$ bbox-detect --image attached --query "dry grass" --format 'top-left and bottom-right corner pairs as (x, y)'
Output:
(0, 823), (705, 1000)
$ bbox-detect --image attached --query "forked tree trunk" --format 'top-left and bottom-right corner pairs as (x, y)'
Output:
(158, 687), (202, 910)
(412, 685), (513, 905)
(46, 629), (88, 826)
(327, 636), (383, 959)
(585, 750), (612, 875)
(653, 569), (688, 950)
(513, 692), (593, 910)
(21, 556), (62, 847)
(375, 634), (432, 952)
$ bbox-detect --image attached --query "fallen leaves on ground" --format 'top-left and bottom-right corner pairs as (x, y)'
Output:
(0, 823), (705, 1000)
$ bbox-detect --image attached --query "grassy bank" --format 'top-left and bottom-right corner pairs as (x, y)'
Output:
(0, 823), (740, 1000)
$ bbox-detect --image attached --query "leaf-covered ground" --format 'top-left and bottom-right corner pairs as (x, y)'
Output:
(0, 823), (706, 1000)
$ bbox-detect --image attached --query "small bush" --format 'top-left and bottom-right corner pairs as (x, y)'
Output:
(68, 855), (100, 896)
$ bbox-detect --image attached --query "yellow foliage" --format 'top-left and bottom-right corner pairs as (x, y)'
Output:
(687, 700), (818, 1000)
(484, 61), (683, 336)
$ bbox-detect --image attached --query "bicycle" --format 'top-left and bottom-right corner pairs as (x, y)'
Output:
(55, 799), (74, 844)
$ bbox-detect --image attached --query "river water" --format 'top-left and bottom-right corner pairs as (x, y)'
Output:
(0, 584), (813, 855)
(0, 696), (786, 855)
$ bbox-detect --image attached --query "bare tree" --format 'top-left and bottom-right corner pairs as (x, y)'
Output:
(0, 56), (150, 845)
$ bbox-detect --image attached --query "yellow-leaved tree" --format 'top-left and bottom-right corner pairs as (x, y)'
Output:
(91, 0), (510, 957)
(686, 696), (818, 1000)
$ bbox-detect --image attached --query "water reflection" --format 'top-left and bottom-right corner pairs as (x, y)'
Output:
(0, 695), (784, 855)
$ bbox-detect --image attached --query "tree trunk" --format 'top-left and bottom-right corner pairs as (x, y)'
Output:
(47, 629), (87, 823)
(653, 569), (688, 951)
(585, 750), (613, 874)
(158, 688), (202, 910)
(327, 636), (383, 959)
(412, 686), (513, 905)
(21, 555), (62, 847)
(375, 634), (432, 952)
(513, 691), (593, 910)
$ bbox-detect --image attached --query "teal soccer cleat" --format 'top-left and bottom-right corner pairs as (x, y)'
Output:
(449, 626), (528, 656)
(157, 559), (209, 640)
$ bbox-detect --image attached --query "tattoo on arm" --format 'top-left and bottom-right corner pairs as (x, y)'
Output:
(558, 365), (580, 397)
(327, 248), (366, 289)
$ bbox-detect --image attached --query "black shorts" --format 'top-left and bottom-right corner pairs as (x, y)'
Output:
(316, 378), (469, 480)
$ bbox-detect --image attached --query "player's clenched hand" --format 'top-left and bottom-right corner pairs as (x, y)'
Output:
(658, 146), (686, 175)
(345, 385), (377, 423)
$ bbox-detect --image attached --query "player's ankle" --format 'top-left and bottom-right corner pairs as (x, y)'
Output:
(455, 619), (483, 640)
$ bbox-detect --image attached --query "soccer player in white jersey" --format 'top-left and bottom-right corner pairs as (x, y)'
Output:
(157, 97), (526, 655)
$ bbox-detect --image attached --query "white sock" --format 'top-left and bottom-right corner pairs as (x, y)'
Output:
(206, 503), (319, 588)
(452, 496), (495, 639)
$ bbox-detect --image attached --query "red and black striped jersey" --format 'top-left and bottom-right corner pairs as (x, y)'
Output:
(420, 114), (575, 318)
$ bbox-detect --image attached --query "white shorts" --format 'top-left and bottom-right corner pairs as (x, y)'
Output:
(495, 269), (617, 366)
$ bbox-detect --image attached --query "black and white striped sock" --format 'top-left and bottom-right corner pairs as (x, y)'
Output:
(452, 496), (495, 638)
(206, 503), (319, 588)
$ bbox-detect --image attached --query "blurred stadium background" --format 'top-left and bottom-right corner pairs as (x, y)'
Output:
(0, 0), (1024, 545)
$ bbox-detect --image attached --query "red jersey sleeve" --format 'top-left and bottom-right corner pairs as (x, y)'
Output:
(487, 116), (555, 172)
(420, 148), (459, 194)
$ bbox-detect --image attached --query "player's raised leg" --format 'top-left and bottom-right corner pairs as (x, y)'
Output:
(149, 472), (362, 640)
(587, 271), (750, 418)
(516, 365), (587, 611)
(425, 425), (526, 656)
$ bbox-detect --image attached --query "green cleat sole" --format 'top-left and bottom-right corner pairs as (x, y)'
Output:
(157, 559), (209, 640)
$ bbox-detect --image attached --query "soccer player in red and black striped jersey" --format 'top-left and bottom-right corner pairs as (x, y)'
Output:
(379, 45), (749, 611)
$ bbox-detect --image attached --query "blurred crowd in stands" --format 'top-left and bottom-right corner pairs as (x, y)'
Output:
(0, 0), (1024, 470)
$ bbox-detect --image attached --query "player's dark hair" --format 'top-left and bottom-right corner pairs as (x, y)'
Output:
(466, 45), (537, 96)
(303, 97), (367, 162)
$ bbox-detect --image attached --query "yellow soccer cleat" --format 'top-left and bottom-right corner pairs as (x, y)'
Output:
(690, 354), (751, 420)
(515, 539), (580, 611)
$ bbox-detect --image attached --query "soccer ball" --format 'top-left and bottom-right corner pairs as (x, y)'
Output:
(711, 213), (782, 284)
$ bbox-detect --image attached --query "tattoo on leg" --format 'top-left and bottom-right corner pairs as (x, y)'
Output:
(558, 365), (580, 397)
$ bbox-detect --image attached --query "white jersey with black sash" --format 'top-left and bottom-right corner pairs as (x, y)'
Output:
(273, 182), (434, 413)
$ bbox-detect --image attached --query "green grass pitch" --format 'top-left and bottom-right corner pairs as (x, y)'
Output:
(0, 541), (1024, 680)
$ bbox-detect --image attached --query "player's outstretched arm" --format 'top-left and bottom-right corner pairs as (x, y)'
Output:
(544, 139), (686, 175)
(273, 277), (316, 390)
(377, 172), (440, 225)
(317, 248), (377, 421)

* **Problem to solve**
Locate each line in the rows above that contains the string "shorts" and copy those lines out in full.

* **Task output**
$ bbox-detect --image attached --query "black shorts" --format 'top-left and bottom-right corner pairs as (x, y)'
$ bbox-detect --image attached --query "white shorts" --format 'top-left and bottom-right corner pairs as (x, y)'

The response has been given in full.